● YOUR OBJECTIVE
Please copy exactly the line that contains "of the reed" and every line after it through the end of the records, leaving the pictures out.

● Image point grounding data
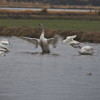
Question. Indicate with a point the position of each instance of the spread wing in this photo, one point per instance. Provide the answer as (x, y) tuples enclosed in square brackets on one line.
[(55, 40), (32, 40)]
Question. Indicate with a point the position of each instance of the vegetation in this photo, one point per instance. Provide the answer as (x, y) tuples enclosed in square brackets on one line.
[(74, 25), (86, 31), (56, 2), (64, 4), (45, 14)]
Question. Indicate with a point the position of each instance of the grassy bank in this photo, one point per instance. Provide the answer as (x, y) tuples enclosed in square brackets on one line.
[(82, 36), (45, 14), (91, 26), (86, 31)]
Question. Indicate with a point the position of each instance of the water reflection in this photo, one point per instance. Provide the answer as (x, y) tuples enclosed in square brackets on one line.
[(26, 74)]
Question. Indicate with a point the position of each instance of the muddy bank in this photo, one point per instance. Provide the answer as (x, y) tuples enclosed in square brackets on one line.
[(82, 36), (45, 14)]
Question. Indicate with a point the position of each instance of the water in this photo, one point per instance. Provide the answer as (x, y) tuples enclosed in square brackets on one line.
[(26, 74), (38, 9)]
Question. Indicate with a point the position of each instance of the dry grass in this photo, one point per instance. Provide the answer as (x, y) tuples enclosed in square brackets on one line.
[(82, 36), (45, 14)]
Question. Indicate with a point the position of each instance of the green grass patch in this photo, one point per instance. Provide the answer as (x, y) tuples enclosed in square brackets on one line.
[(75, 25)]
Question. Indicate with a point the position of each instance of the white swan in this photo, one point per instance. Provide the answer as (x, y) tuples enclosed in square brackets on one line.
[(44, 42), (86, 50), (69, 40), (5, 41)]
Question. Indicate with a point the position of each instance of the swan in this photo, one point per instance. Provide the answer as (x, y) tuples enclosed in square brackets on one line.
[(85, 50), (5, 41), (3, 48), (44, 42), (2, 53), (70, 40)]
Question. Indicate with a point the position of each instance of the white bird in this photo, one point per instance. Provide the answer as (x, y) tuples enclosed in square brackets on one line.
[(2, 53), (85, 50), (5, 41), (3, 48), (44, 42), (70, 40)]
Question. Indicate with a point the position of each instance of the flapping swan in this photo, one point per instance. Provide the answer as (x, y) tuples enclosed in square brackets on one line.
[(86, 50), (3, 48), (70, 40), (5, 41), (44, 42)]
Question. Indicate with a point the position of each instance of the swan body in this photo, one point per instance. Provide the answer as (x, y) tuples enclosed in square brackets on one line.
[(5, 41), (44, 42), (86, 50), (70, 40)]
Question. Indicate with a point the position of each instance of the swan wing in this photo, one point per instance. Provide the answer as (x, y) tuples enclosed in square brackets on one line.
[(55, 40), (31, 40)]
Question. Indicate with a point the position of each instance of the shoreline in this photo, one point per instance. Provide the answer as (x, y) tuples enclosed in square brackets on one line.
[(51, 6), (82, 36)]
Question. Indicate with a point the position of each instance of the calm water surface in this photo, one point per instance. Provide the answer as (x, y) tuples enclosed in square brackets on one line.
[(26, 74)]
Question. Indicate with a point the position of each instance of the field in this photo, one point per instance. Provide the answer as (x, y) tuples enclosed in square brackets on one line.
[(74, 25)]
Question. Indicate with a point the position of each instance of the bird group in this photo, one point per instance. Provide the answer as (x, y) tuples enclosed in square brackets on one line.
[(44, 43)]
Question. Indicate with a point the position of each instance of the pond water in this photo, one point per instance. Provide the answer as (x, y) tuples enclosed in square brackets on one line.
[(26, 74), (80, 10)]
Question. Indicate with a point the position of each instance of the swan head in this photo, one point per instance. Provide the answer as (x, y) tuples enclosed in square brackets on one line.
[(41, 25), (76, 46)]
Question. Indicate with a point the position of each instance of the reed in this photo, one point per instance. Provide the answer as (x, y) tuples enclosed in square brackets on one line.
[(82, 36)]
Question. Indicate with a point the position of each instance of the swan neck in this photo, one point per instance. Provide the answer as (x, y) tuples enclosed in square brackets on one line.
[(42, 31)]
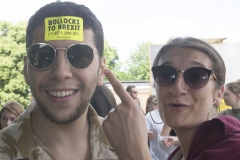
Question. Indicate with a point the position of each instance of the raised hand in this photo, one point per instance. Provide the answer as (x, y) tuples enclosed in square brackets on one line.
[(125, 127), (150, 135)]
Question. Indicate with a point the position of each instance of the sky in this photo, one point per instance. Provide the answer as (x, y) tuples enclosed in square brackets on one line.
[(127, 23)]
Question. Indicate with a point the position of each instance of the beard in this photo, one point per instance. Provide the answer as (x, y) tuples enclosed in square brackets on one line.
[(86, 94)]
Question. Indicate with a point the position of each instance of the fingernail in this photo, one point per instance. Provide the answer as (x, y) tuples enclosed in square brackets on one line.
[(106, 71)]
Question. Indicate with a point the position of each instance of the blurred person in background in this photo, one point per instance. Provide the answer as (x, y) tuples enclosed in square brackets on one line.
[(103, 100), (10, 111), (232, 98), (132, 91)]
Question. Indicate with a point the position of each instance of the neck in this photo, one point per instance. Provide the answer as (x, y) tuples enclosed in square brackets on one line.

● ANSWER BELOW
Question. Indicate with a point the position of each instance of the reed in this photo, one point per instance. Provide the answer as (x, y) tuples enclosed in square brackets on one line.
[(82, 36)]
Question. Indicate with a point the position of each instance of the swan neck in this photo, one point per instance. Provide the answer as (x, y) tuples enclosed in square brackets on one line.
[(42, 31)]
Question. Indicate with a point the position of each instance of the raised hand in this photo, one point per instance. Provide the answer as (x, y) tuples enclosed in square brackets on one line.
[(125, 127), (150, 135)]
Question. Indicate with a point the position of each instance of the sky in this photo, one point per instance. Provide the answer as (x, y) tuples enclosed in square brackets on one line.
[(127, 23)]
Question. Indicate with a point the position of each instance of the beard in this photo, one point per instance. Provide the answer as (x, y) tuples enclosed in square brackets on one line.
[(86, 94)]
Question. Indicate with a point the position of each instance of the fingernail in this photo, one point per instance. Provide the answer as (x, y) tuples enclosed in square brackets on one line.
[(106, 71)]
Question. Indicate with a point the position of each instance of the blurred person in background in this photo, one point per instance. Provide the answer as (x, y) tuples enclosed in square brackets on one line.
[(103, 100), (10, 111), (232, 98), (132, 91)]
Question. Indicate with a point the position of each instance of the neck in this photo, one point per instance. Provide the answer as (x, y) tuples enclosed in square brackets on one line.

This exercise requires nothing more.